Saved data entries
• • • •
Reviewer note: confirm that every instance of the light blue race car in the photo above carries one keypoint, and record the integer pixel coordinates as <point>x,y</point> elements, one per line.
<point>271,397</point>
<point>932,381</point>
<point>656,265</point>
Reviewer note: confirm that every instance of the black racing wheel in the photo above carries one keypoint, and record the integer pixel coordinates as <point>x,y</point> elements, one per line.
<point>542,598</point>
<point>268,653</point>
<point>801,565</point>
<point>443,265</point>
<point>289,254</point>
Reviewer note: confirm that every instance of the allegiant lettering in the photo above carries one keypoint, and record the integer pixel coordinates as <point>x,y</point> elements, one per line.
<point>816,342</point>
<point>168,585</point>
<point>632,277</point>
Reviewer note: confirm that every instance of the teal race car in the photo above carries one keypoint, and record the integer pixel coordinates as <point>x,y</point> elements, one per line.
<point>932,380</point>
• • • •
Copy out every line of the data above, leaving each one unchanged.

Reviewer note: confirm that every instance of the light blue race car in the photo above carries one keypoint, and record the integer pixel coordinates as <point>x,y</point> elements, one per line.
<point>271,397</point>
<point>932,381</point>
<point>656,265</point>
Reviewer note: confirm that every instance of the black racing wheel in the photo above carries one keypoint, and record the integer pixel coordinates as <point>x,y</point> elements, one per line.
<point>542,598</point>
<point>268,653</point>
<point>801,565</point>
<point>443,265</point>
<point>289,254</point>
Reviewer note: confirm that every instance of the allegiant lettering in the photo above carries one keypoint, and record the integer pixel coordinates as <point>x,y</point> elements, one per line.
<point>816,342</point>
<point>168,585</point>
<point>632,277</point>
Reviewer note: confirm that every instance of the teal race car in the photo above carries one keypoint, and record the integer pixel coordinates as <point>x,y</point> elements, one per line.
<point>932,380</point>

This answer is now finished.